Action item:
The entire listing is to be repeated verbatim.

Input data:
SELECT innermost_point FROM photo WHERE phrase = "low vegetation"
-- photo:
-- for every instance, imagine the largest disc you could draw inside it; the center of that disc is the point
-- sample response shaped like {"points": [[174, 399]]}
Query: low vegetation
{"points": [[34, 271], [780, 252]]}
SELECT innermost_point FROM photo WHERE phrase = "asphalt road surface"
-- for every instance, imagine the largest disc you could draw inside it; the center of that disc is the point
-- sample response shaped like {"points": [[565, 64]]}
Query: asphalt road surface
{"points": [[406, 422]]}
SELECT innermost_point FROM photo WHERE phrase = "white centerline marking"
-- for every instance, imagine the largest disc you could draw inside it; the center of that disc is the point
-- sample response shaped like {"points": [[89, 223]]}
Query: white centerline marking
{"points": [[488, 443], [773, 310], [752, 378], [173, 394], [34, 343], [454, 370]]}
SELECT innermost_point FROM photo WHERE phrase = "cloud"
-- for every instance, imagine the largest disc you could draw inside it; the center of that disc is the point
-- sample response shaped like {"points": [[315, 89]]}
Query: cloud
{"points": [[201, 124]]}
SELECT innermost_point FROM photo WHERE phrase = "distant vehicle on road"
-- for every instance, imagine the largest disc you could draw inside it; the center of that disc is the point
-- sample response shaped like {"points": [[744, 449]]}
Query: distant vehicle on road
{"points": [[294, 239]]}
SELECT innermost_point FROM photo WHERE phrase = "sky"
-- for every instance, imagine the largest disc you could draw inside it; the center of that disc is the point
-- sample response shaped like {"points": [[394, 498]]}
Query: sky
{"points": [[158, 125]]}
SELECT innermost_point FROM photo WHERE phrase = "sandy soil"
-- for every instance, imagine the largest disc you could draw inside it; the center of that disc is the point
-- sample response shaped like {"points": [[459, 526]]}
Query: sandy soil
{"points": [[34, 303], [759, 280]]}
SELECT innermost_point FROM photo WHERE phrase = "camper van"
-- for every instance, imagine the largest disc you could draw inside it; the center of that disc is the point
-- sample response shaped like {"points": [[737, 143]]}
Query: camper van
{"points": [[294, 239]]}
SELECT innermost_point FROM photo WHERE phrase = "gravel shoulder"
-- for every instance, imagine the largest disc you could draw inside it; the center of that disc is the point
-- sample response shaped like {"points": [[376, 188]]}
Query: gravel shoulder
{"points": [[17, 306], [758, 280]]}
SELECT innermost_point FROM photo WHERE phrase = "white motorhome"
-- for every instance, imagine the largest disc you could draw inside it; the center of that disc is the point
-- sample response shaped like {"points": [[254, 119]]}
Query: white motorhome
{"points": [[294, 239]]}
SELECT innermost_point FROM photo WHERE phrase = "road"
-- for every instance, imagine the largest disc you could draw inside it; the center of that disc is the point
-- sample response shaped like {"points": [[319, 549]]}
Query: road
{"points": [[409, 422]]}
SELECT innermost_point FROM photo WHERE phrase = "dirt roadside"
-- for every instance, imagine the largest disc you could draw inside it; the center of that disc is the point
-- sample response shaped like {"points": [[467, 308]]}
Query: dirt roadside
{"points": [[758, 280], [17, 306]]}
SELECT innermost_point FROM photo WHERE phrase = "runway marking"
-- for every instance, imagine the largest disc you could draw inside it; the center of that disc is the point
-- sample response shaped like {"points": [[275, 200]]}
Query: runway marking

Reply to the exercise:
SELECT innermost_point FROM photo WHERE phrase = "low vegetation"
-- photo:
-- for every instance, imagine the largest disc you could draw inside it; the center of that disc is the point
-- sample response shaped like {"points": [[174, 399]]}
Query: low vegetation
{"points": [[34, 271], [780, 252]]}
SELECT innermost_point FROM photo WHERE phrase = "asphalt road surface"
-- for every instance, imagine the largest disc you could draw inside it; the center of that disc is the point
-- sample response shaped like {"points": [[565, 64]]}
Query: asphalt road surface
{"points": [[406, 422]]}
SELECT innermost_point FROM photo WHERE phrase = "white centerline marking"
-- for every instance, imagine the largest disc you could draw inside it; the center of that disc is the point
-- sample response shaped like {"points": [[89, 223]]}
Query: white centerline marking
{"points": [[488, 443], [773, 310], [752, 378], [173, 394], [34, 343], [454, 370]]}
SELECT innermost_point FROM photo WHERE phrase = "cloud"
-- for every instance, imagine the largest disc you could draw inside it; the center of that disc is the point
-- sample response shaped like {"points": [[315, 89]]}
Query: cloud
{"points": [[201, 124]]}
SELECT innermost_point FROM photo WHERE phrase = "distant vehicle on road"
-- for every instance, imagine the largest disc you could draw inside it; the center of that disc is the point
-- sample response shaped like {"points": [[744, 449]]}
Query: distant vehicle on road
{"points": [[294, 239]]}
SELECT innermost_point FROM photo WHERE phrase = "sky"
-- for every instance, imagine the largest disc you could draw inside it; the center of that disc is the point
-- sample response shaped like {"points": [[394, 498]]}
Query: sky
{"points": [[158, 125]]}
SELECT innermost_point FROM photo WHERE phrase = "sandy soil"
-- for every instance, imagine the largest disc you could draw inside it; the center of that disc is the point
-- sample response shaped like {"points": [[459, 526]]}
Query: sandy soil
{"points": [[34, 303], [759, 280]]}
SELECT innermost_point FROM photo WHERE phrase = "camper van"
-- for every instance, imagine the largest disc you could draw inside it; the center of that disc is the point
-- sample response shaped like {"points": [[737, 143]]}
Query: camper van
{"points": [[294, 239]]}
SELECT innermost_point FROM photo WHERE phrase = "gravel shoulder"
-- for every instance, imagine the largest disc you could draw inside it; the center of that disc is the point
-- sample response shaped like {"points": [[376, 188]]}
Query: gravel shoulder
{"points": [[17, 306], [758, 280]]}
SELECT innermost_point FROM photo WHERE phrase = "white motorhome"
-- for every instance, imagine the largest disc you could draw inside it; the center of that disc is the point
-- sample response shaped like {"points": [[254, 119]]}
Query: white motorhome
{"points": [[294, 239]]}
SELECT innermost_point FROM photo WHERE phrase = "road"
-- for every instance, imagine the largest disc you could draw inside it; the center of that disc is the point
-- sample response shaped like {"points": [[319, 549]]}
Query: road
{"points": [[409, 422]]}
SELECT innermost_point FROM photo WHERE phrase = "dirt roadside"
-- for every instance, imagine the largest disc you could draw inside it; the center of that disc is the point
-- sample response shaped like {"points": [[467, 308]]}
Query: dirt roadside
{"points": [[758, 280], [17, 306]]}
SELECT innermost_point FROM photo WHERE phrase = "runway marking"
-- for every instance, imagine the largest disc you could draw inside it; the center of that disc is the point
-- sample response shaped like {"points": [[275, 200]]}
Query: runway marking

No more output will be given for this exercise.